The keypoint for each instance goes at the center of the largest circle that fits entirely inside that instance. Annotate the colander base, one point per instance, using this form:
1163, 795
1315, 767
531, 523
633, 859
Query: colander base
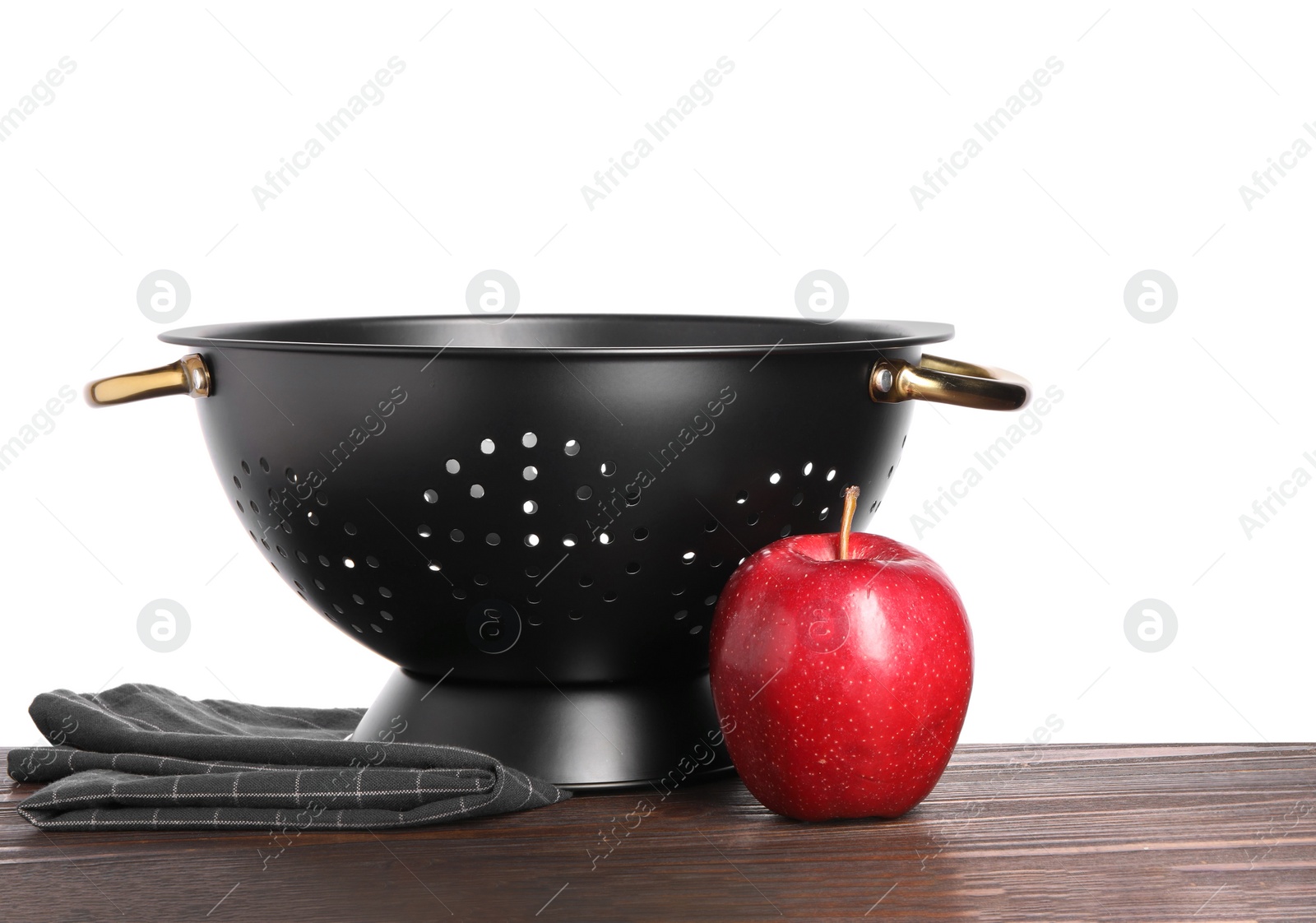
579, 736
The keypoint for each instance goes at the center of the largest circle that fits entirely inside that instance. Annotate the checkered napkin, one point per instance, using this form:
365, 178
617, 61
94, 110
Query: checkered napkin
142, 758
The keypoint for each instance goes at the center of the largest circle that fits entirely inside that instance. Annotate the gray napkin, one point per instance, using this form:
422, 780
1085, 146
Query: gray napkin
142, 758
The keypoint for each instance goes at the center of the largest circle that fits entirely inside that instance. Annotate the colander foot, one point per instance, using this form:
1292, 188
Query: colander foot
576, 735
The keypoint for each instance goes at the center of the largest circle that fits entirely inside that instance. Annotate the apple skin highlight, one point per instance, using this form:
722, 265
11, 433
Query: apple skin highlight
846, 681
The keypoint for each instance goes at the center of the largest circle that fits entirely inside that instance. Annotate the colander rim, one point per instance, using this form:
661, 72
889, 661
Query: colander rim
508, 337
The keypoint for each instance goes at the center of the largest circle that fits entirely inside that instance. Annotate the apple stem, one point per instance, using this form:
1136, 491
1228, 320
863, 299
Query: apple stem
852, 501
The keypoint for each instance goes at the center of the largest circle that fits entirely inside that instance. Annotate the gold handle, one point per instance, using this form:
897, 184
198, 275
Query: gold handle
188, 375
948, 382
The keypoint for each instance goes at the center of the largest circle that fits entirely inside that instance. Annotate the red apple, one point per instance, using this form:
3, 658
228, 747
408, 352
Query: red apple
841, 668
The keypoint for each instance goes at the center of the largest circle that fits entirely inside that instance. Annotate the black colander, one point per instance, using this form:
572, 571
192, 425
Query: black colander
546, 508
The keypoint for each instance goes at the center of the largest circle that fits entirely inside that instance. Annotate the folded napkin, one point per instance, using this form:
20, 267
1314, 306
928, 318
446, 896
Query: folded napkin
142, 758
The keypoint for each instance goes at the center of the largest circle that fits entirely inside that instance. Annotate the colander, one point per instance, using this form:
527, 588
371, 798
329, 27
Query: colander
533, 519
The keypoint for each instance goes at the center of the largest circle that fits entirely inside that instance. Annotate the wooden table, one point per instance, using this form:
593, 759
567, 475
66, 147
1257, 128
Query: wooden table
1133, 833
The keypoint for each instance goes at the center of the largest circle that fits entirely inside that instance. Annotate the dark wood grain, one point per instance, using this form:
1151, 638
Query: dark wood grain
1132, 833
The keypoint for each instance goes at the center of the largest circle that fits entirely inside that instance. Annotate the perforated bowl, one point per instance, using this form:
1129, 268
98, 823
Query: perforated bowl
553, 498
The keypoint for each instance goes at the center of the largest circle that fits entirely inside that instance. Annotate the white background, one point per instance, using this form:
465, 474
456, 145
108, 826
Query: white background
1132, 160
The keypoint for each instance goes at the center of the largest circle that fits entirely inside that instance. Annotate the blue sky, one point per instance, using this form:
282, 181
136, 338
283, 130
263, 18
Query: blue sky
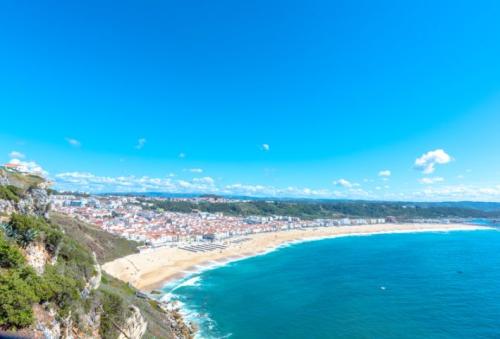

____

YOUR GOAL:
Copy the rows from the line with "Annotate the dark" through the end of the rows, both ends included, shifting every answer coordinate up by 24. Leave the pictures out.

OUTPUT BELOW:
The keypoint for each instance goes at the center of the largest circle that fits entirely inside that instance. Annotate the dark wood grain, one point per instance, using this form:
1151, 638
Query: dark wood grain
1156, 857
The keypoint for each instance goes at the center of the largest circle that fits entirely inside that instance. Annotate the perforated bowl, one point per instance, using this form:
1129, 268
98, 823
Query: perforated bowl
577, 522
The keypoint for each instance goes at the center of the largest circle that fits entirely inside that instance. Annotate the white background, one point per instance, using this form:
465, 474
456, 145
108, 826
Query: white background
1156, 184
The keypoint for each instance goes at the center of the largest circle that fits entirely inside that instance. Annotate the blue sky, one point per instance, using this form:
282, 181
136, 338
283, 130
263, 18
Query: blue sky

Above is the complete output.